***** Record list *****
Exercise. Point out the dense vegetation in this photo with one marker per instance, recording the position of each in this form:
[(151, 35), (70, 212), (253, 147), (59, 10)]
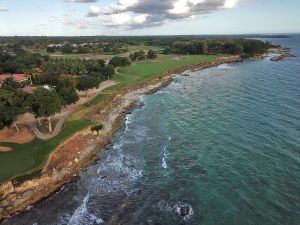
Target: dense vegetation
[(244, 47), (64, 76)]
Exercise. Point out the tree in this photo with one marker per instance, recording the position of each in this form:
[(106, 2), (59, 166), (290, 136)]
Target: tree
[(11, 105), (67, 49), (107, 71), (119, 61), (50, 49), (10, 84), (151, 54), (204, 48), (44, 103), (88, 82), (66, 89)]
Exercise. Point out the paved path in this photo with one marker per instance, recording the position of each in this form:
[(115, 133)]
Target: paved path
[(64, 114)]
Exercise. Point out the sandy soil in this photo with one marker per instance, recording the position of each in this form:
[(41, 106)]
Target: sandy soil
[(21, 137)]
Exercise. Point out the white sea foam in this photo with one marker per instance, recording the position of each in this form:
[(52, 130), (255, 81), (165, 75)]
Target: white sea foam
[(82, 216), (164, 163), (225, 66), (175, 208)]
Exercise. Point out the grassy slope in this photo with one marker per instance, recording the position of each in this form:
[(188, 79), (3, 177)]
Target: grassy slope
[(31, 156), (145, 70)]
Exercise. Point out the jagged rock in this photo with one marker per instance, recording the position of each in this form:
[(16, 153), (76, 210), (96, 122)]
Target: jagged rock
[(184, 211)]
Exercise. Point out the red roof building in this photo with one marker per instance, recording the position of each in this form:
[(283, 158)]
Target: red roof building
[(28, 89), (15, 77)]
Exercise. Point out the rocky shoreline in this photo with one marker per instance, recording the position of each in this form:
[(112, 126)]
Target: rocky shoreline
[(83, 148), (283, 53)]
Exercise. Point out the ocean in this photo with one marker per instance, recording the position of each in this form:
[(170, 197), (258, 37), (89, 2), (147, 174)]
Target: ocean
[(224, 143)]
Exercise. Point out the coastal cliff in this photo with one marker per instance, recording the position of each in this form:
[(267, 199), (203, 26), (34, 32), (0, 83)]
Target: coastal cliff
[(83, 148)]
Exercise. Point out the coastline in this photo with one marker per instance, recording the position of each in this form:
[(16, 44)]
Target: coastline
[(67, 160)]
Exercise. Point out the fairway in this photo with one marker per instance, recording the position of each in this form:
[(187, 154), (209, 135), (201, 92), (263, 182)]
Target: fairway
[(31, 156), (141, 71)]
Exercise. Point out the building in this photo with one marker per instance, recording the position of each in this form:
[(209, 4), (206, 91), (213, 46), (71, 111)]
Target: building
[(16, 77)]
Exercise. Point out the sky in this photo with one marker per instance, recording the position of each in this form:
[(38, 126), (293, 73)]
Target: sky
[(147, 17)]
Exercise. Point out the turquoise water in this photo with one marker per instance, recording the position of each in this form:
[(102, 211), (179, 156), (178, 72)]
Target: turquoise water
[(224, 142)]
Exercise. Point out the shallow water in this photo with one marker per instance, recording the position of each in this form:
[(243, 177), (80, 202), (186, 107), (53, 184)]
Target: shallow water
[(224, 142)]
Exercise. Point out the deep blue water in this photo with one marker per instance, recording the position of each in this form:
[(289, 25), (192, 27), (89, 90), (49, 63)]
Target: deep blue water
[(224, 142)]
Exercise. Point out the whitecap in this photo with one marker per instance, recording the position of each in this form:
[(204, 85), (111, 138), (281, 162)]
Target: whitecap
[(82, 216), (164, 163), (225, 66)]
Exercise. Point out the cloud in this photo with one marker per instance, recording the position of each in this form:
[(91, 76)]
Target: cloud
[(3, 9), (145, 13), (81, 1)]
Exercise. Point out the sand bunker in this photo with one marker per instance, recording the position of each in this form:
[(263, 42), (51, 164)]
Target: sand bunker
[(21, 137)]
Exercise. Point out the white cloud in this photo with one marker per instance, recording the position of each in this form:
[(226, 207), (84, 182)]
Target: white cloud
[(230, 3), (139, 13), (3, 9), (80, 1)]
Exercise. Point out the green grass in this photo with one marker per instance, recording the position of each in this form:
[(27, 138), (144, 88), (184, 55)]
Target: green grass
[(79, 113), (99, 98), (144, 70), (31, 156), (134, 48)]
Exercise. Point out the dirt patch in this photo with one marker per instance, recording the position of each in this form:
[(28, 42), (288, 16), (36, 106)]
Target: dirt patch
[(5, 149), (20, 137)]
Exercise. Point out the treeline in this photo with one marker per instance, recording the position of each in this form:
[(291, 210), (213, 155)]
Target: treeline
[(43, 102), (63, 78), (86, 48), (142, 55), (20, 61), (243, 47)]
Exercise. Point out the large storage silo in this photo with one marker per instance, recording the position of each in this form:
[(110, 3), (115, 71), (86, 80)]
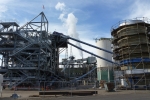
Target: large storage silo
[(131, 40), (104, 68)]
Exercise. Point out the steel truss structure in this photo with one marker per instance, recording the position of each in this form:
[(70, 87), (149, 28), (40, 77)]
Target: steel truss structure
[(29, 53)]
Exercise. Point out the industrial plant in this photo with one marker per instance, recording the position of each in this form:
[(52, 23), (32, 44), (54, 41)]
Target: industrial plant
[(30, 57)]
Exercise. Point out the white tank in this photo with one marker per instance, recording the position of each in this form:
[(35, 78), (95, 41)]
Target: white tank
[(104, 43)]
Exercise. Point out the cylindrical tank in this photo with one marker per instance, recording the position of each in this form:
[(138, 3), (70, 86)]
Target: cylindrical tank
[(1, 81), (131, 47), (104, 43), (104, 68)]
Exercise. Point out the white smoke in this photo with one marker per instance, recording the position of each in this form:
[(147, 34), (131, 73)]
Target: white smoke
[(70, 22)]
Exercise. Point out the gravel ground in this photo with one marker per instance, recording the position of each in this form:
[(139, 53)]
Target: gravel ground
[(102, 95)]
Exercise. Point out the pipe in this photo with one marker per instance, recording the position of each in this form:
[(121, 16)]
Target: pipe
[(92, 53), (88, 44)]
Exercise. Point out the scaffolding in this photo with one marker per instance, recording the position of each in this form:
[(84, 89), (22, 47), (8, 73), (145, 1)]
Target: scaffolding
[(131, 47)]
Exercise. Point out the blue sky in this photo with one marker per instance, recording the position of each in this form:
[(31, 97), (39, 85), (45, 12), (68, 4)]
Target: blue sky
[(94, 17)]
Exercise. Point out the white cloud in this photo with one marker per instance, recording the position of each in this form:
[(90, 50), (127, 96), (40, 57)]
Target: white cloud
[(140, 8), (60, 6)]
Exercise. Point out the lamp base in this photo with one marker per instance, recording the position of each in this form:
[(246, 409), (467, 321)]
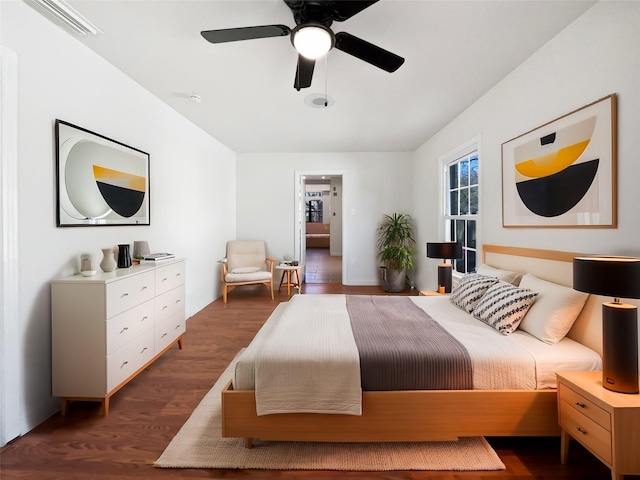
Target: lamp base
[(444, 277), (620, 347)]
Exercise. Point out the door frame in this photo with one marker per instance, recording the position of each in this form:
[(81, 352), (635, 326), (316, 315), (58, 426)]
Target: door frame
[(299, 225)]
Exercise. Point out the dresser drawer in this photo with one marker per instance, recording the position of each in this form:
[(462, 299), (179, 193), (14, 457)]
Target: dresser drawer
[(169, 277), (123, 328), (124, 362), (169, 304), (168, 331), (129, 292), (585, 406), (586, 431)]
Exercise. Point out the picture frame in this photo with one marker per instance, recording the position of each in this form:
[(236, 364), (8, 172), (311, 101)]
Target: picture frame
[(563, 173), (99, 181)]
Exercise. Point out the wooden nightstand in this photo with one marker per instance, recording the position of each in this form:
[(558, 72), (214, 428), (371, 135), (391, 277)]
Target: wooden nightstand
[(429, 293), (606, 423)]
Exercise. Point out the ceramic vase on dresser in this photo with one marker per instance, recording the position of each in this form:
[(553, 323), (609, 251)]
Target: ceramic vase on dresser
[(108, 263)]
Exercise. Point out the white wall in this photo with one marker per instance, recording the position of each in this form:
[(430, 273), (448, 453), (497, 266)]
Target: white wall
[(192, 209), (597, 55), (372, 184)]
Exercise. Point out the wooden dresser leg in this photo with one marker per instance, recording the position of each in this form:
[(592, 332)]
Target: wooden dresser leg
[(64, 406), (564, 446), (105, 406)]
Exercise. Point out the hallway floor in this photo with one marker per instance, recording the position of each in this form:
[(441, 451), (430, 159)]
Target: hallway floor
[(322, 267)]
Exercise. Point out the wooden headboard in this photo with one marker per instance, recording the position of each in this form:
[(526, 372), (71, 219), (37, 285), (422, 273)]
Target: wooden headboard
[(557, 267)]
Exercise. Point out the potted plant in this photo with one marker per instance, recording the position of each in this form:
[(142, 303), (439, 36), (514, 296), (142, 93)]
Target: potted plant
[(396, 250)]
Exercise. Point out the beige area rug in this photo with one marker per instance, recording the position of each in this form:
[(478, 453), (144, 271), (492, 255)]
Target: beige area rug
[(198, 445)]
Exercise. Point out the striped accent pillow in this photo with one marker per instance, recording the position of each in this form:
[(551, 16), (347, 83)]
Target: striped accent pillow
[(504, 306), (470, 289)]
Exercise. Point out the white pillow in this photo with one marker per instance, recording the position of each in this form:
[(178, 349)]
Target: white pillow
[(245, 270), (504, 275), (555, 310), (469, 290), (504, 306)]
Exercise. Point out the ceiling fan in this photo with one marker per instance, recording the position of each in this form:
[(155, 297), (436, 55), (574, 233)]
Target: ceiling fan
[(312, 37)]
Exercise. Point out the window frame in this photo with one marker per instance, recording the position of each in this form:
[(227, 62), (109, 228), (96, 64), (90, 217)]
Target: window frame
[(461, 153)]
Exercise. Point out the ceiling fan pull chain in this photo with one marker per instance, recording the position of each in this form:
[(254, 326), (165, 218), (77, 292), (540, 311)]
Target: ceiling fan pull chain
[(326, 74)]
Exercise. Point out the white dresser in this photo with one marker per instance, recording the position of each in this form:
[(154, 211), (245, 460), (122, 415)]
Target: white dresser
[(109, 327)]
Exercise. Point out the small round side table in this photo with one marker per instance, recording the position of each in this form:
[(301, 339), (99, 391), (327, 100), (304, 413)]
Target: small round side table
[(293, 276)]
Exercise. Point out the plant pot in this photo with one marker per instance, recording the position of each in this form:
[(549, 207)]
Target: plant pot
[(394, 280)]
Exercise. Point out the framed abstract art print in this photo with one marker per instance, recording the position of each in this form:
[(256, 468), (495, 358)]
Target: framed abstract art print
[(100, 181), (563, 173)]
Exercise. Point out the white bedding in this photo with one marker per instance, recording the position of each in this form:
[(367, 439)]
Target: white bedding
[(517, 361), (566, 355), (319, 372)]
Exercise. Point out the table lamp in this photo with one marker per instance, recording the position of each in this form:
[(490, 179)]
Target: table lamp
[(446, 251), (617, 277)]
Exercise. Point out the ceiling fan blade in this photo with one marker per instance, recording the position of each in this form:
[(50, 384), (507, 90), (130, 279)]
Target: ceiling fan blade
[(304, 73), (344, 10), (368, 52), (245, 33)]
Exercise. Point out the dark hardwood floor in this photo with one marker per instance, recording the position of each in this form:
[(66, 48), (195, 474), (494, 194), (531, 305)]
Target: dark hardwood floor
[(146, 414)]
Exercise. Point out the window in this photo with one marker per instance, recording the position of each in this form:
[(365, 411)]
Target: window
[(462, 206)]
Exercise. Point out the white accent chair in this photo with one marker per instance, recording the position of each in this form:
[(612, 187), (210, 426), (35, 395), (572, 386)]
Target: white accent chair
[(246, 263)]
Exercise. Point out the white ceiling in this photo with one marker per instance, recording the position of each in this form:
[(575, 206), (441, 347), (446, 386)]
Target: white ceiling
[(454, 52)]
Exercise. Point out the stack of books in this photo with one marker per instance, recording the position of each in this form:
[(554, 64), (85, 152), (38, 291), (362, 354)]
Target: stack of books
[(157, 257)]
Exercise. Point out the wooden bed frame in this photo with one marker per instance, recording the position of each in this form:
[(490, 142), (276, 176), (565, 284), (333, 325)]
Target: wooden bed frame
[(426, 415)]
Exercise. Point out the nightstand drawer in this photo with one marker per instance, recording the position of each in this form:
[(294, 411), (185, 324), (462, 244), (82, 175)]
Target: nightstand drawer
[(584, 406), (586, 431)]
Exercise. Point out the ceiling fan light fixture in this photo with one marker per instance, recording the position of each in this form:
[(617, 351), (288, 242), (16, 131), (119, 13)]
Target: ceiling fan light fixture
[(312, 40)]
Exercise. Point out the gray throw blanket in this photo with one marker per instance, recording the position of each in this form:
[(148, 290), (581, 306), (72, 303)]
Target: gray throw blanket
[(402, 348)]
*****
Directions for this task:
Return the material verbatim, from its first line through the line that contains "[(31, 156), (145, 70)]", with that line included. Leave the pictures out of your answer.

Answer for this exercise:
Exercise. Point out the dense vegetation in this photo with one marker per instance, recording the position of each in this form:
[(151, 35), (70, 212), (253, 147), (59, 10)]
Target: dense vegetation
[(244, 47), (64, 76)]
Exercise. Point out the tree in this photo with one marker per instance, recording the position of each in this form:
[(106, 2), (59, 166), (290, 136)]
Target: tree
[(11, 105), (67, 49), (107, 71), (119, 61), (50, 49), (10, 84), (151, 54), (204, 48), (44, 103), (88, 82), (66, 89)]
Exercise. Point out the paved path in this photo with one marker per instance, recording the position of each in this form:
[(115, 133)]
Target: paved path
[(64, 114)]
Exercise. Point out the sandy soil in this photo with one marker per instance, recording the position of each in this form:
[(41, 106)]
Target: sandy soil
[(21, 137)]
Exercise. Point out the white sea foam in this photo with one marker per instance, recording the position of each in this form:
[(52, 130), (255, 81), (165, 75)]
Target: white sea foam
[(82, 216), (164, 163), (225, 66), (175, 208)]
Exercise. Point out the grassy slope in this photo with one marker per instance, recording the position of each in this form:
[(188, 79), (3, 177)]
Target: grassy slope
[(31, 156), (145, 70)]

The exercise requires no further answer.